TASK TO COMPLETE => Reproduce every entry word for word. Drop all pictures from the copy.

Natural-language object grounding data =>
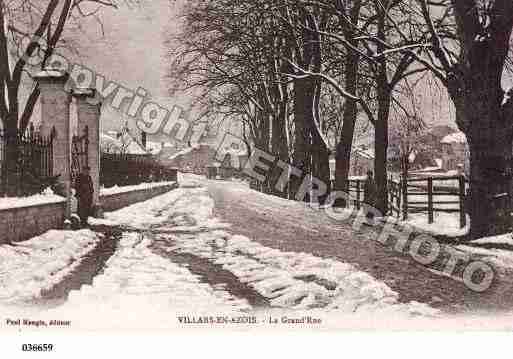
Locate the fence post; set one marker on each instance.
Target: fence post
(404, 188)
(430, 201)
(463, 215)
(358, 194)
(398, 198)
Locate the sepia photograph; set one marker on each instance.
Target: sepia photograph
(267, 167)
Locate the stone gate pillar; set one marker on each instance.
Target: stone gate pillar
(88, 111)
(55, 112)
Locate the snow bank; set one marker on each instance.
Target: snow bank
(47, 197)
(123, 189)
(287, 279)
(148, 214)
(456, 137)
(29, 267)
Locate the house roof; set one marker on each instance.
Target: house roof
(456, 137)
(126, 144)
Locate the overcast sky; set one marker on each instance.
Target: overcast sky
(131, 51)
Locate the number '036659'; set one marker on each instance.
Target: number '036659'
(37, 347)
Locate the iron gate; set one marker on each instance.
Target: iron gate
(79, 153)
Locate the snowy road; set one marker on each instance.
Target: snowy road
(291, 226)
(218, 248)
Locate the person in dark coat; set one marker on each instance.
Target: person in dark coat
(84, 192)
(369, 193)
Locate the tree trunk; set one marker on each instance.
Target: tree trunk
(303, 118)
(490, 178)
(344, 147)
(380, 152)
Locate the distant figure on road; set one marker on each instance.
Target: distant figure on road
(369, 193)
(84, 189)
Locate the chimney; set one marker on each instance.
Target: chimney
(55, 119)
(144, 140)
(88, 113)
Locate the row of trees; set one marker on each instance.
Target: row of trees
(302, 75)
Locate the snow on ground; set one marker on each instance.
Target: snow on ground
(46, 197)
(445, 224)
(502, 258)
(151, 213)
(123, 189)
(286, 279)
(29, 267)
(502, 239)
(136, 279)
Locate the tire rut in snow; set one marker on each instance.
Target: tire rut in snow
(213, 274)
(90, 266)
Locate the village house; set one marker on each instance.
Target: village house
(455, 152)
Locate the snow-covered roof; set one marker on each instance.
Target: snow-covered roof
(368, 153)
(126, 144)
(456, 137)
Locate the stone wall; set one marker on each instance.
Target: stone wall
(116, 201)
(19, 224)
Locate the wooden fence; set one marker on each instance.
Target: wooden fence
(26, 162)
(126, 169)
(428, 195)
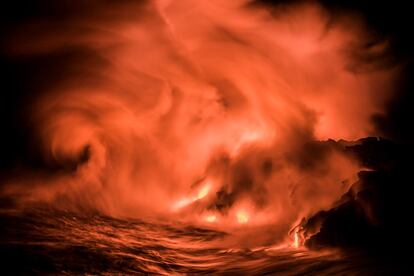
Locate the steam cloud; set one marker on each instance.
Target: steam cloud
(158, 98)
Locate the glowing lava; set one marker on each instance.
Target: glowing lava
(210, 218)
(242, 217)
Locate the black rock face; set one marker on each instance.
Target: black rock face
(375, 213)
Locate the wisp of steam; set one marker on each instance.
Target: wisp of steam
(206, 112)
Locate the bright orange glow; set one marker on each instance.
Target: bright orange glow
(203, 191)
(296, 239)
(242, 217)
(211, 218)
(191, 107)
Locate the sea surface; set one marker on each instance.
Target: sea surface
(47, 242)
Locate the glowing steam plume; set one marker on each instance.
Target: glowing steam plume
(201, 109)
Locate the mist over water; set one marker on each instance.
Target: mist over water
(49, 242)
(186, 136)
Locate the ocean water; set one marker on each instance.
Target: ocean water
(46, 242)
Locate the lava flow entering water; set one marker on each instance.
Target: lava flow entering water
(205, 113)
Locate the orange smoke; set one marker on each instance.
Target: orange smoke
(205, 108)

RESULT OF THIS TASK =>
Locate the fence post; set one marker on each instance.
Target: fence post
(404, 188)
(430, 201)
(463, 215)
(358, 194)
(398, 198)
Locate the sepia photograph; set one marker on each instance.
Target: sepia photograph
(267, 167)
Locate the stone gate pillar; set one marker on each instance.
Target: stone gate pillar
(88, 111)
(55, 112)
Locate the snow bank; set one marker on each instance.
Target: snow bank
(47, 197)
(123, 189)
(287, 279)
(148, 214)
(456, 137)
(29, 267)
Locate the house roof; set one marker on each instance.
Target: house roof
(456, 137)
(126, 144)
Locate the overcast sky; set one marker on each instance.
Target: overcast sky
(131, 51)
Locate the number '036659'; set one marker on each instance.
Target: number '036659'
(37, 347)
Locate the iron gate; set one marker on each instance.
Target: iron gate
(79, 153)
Locate the snowy road; set one marker on each instance.
Target: snowy road
(291, 226)
(218, 248)
Locate the person in dark coat; set one marker on each instance.
Target: person in dark coat
(84, 192)
(369, 193)
Locate the tree trunk; set one marker on each instance.
Target: tree trunk
(303, 118)
(490, 178)
(344, 147)
(380, 152)
Locate the distant figure on road; set one marker on each instance.
Target: distant figure on road
(369, 193)
(84, 189)
Locate the chimney; set one marker on each instance.
Target: chimney
(55, 119)
(144, 140)
(88, 113)
Locate the row of trees; set one marker on each instance.
Target: row of trees
(302, 75)
Locate the snow on ground; set one marker on each instance.
Target: snow on ground
(46, 197)
(445, 224)
(502, 258)
(151, 213)
(123, 189)
(286, 279)
(29, 267)
(502, 239)
(136, 279)
Locate the tire rut in snow; set one marker on each instance.
Target: tire rut in snow
(213, 274)
(90, 266)
Locate the village house; set one marker on each instance.
Target: village house
(455, 152)
Locate the snow-covered roof; set one marker on each instance.
Target: snow-covered roof
(368, 153)
(126, 144)
(456, 137)
Locate the stone wall; set one marker on each instance.
Target: stone wall
(116, 201)
(19, 224)
Locate the wooden fence; set one marker on each instance.
Target: wooden fence
(26, 162)
(126, 169)
(428, 195)
Locate the steam cloud; set one marker on each instance.
Target: steam cloud
(158, 98)
Locate the glowing lava; set one marker on each instance.
Target: glowing lava
(210, 218)
(242, 217)
Locate the black rock face; set one marker on each instance.
Target: black rock face
(375, 213)
Locate the wisp of steam; set one marker on each instance.
Target: wisp of steam
(206, 112)
Locate the bright orange glow; set one marker on each instance.
Target: bright orange glow
(203, 191)
(296, 239)
(242, 217)
(211, 218)
(191, 107)
Locate the sea surface; set one marker on each instance.
Target: sea surface
(47, 242)
Locate the glowing steam plume; set one marker on each instance.
Target: glowing steam plume
(201, 109)
Locate the mist over water; set one marker on each instance.
Target: mist over water
(49, 242)
(186, 136)
Locate the ocean water; set one marker on each instance.
Target: ocean water
(46, 242)
Locate the lava flow entering water; set one marker on each instance.
Target: lava flow entering water
(205, 113)
Locate the orange smoke; set one marker on each instance.
Target: orange smoke
(205, 108)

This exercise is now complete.